--- BEGIN Task data ---

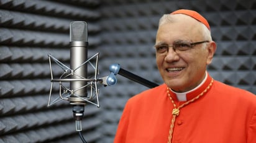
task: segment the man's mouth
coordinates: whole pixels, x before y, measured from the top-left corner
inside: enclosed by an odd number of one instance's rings
[[[185,67],[171,67],[167,69],[168,72],[178,72],[185,69]]]

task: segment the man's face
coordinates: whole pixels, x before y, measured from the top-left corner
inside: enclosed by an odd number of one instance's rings
[[[206,40],[201,35],[198,22],[186,17],[174,23],[161,25],[157,34],[156,45]],[[170,46],[165,53],[156,51],[157,64],[168,87],[176,92],[186,92],[196,87],[203,80],[206,66],[211,62],[214,51],[214,42],[198,44],[185,51],[174,51]]]

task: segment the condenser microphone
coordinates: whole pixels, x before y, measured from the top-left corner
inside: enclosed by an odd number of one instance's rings
[[[73,116],[76,119],[76,130],[81,131],[81,121],[83,116],[86,102],[82,98],[88,96],[87,88],[85,86],[87,82],[87,64],[84,64],[88,59],[88,25],[84,21],[74,21],[70,23],[70,69],[71,69],[70,86],[71,96],[68,101],[73,105]]]

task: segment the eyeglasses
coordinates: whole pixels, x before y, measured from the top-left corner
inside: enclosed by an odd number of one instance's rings
[[[206,41],[198,41],[198,42],[194,42],[194,43],[190,43],[188,41],[182,41],[176,42],[173,43],[173,45],[169,45],[167,44],[155,45],[155,50],[157,53],[163,54],[167,52],[168,53],[168,51],[169,51],[169,47],[170,46],[173,47],[173,50],[175,52],[184,51],[192,49],[192,48],[196,45],[201,44],[201,43],[206,43],[206,42],[209,42],[209,41],[206,40]]]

--- END Task data ---

**Task directions:** Please convert every line of the records above into a numbered list, leaving out the blank lines and the pictures.

**Reply to the task:**
1. task: segment the man's mouth
2. coordinates: whole pixels, x before y, measured from the top-left corner
3. inside: enclosed by an odd number of one instance's rings
4. [[[185,67],[171,67],[167,69],[168,72],[178,72],[185,69]]]
5. task: segment the man's face
6. coordinates: whole pixels, x before y, measured from the top-left corner
7. inside: enclosed by an odd number of one instance's rings
8. [[[206,40],[201,35],[198,22],[186,17],[174,23],[161,25],[157,34],[156,45]],[[170,46],[165,53],[156,51],[157,64],[168,87],[176,92],[186,92],[196,87],[203,80],[206,66],[211,62],[214,51],[214,42],[198,44],[185,51],[174,51]]]
9. task: segment the condenser microphone
10. coordinates: whole pixels, x before y, measured from the top-left corner
11. inside: enclosed by an odd number of one instance's rings
12. [[[73,116],[76,119],[76,130],[81,131],[81,121],[83,116],[86,102],[82,98],[88,96],[87,88],[85,86],[87,82],[87,64],[84,64],[88,59],[88,25],[84,21],[74,21],[70,23],[70,69],[71,69],[70,86],[71,96],[68,101],[73,105]]]
13. task: segment the eyeglasses
14. coordinates: whole pixels, x before y, measured from the top-left corner
15. inside: enclosed by an odd number of one instance's rings
16. [[[206,41],[198,41],[198,42],[194,42],[194,43],[190,43],[188,41],[182,41],[176,42],[173,43],[173,45],[169,45],[167,44],[155,45],[155,50],[157,53],[163,54],[167,52],[168,53],[168,51],[169,51],[169,47],[170,46],[173,47],[173,50],[175,52],[184,51],[192,49],[192,48],[196,45],[201,44],[201,43],[206,43],[206,42],[209,42],[209,41],[206,40]]]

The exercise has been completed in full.